• **DATASET ENTRIES**
————
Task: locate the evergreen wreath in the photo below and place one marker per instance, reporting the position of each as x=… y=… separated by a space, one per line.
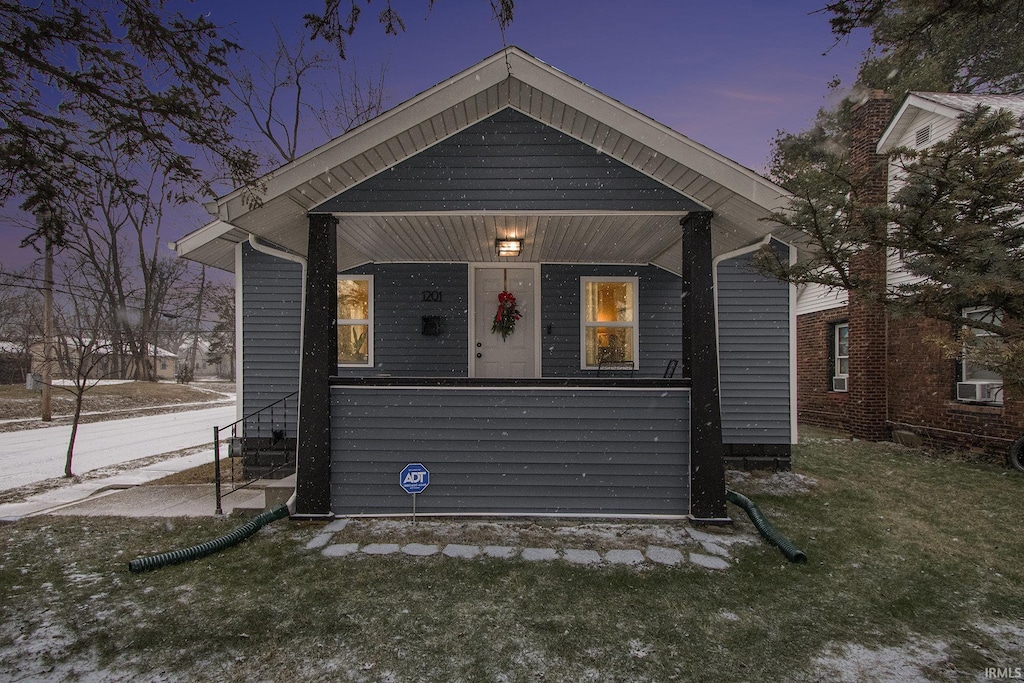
x=506 y=316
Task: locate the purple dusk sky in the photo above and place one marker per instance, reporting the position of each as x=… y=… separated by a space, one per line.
x=727 y=73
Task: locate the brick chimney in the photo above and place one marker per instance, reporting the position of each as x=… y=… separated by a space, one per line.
x=868 y=407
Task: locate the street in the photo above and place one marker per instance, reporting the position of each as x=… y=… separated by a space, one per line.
x=34 y=455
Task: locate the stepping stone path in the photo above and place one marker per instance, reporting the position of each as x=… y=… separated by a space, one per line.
x=685 y=546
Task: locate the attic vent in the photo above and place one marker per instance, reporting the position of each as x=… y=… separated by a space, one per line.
x=923 y=135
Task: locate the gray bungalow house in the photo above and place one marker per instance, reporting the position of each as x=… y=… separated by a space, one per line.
x=638 y=348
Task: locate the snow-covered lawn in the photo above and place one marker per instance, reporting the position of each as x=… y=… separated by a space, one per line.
x=29 y=456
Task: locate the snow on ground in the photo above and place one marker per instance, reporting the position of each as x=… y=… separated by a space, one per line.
x=30 y=456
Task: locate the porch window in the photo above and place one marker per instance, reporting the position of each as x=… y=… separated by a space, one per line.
x=840 y=356
x=355 y=306
x=609 y=332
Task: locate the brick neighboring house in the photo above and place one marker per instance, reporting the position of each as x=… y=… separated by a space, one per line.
x=873 y=376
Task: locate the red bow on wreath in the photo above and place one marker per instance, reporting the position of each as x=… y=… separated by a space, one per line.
x=507 y=315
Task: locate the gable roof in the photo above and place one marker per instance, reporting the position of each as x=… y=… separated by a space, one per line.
x=949 y=104
x=509 y=80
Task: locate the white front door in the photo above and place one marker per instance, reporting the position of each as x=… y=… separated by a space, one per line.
x=515 y=355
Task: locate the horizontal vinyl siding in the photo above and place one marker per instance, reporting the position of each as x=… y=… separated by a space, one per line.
x=271 y=319
x=659 y=315
x=400 y=348
x=814 y=298
x=512 y=452
x=509 y=162
x=754 y=353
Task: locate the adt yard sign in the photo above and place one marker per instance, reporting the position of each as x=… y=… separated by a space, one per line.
x=414 y=478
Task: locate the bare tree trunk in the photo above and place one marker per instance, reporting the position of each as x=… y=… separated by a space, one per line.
x=79 y=396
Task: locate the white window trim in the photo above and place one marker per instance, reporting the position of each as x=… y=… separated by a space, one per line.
x=369 y=322
x=835 y=352
x=635 y=325
x=964 y=366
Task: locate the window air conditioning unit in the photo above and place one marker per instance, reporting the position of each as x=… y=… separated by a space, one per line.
x=979 y=391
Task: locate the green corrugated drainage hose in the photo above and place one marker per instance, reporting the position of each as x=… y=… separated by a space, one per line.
x=210 y=547
x=792 y=553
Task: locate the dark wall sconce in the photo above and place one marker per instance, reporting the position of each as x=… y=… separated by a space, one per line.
x=433 y=326
x=510 y=247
————
The whole of the data needs to be copied word for word, though not its pictures.

• **SOLUTION**
Task: locate the evergreen wreath in the photo below and place one marker per instance, reporting the position of each as x=… y=… separated by a space, one per line.
x=506 y=316
Task: locate the purple dusk sky in the photo above and place one marker per instance, reporting the position of each as x=… y=… separated by a space, one per line.
x=727 y=73
Task: locate the brick chimney in the photo above and place one marker per instance, reporting the position of each as x=… y=… separated by a space, one per line.
x=868 y=407
Task: locate the street in the photo above and place one marker per instance, reporting the position of each as x=… y=… separated by a space, one per line.
x=34 y=455
Task: locate the stepping stone path in the photo above and place one marker per instance, reporting the position of each as x=… y=… separated by a space, one per line.
x=685 y=546
Task: locate the attic vent in the photo above and place one marker per instance, reporting the position of each as x=… y=… separated by a space, one per line.
x=923 y=135
Task: locate the gray bungalow house in the photo above and place one marker per instance, reporting the position of each as x=… y=… separated by a space, one per line.
x=638 y=348
Task: locate the snow-covered lawn in the photo above and place one marker per instance, reporting the position of each as x=… y=… separated by a space, one per line.
x=29 y=456
Task: locate the snow on ground in the photo above and place one marker per instance, reporting the position of each as x=… y=… separated by a space, one per line.
x=30 y=456
Task: locate the porch window in the photo above and place one marker per instance, reporting the position of each as x=… y=… separated by a space, one per line.
x=840 y=356
x=355 y=306
x=609 y=332
Task: locate the brick neighboring house in the photo above and place one marker per instance, reporting the position of each as x=… y=… separated by a space, one per line.
x=873 y=376
Task: locate the red bow on wreath in the photo above and place one marker per instance, reporting the position of each as x=… y=… separated by a space, one per line.
x=507 y=315
Task: locate the gable roof in the photo above and place one marker per instance, reporting the position of each as x=… y=… separated by a space, one per line.
x=949 y=104
x=509 y=80
Task: locate the white front door in the photo above and place one marker per instance, reporting the position of each as x=… y=… separated by a space, one per line.
x=515 y=355
Task: locate the horizontal vinyl siding in the photo above and place one marker per instance, reporting the position of each as x=… y=… separated by a space, one per line.
x=271 y=319
x=659 y=315
x=400 y=348
x=814 y=298
x=512 y=452
x=509 y=162
x=754 y=353
Task: locate the adt yard sign in the photo above and place one marker per instance, reporting the position of each as x=… y=… separated by a space, one per line.
x=414 y=478
Task: locate the bare tree trunk in the photo above and place one marker per instance, reporting the position of each as x=… y=… separated by a space, one per line.
x=79 y=396
Task: locate the white window trim in the photo above and place one marker per instance, reporting the position of each as x=… y=… separated by a space, one per line.
x=369 y=322
x=835 y=352
x=635 y=325
x=964 y=366
Task: locate the window air conditioning unit in the photo above and place one marker per instance, reporting the position of each as x=… y=… separated by a space, one per line.
x=979 y=391
Task: locate the green corrugated drainage hose in the photo above and place one marker per instance, reporting the position of each as x=… y=… separated by a space, one per line.
x=210 y=547
x=792 y=553
Task: locate the dark wall sconce in the photo above and place one marker per instance, reporting the position of each as x=… y=… separated by a space, one per line.
x=433 y=326
x=510 y=247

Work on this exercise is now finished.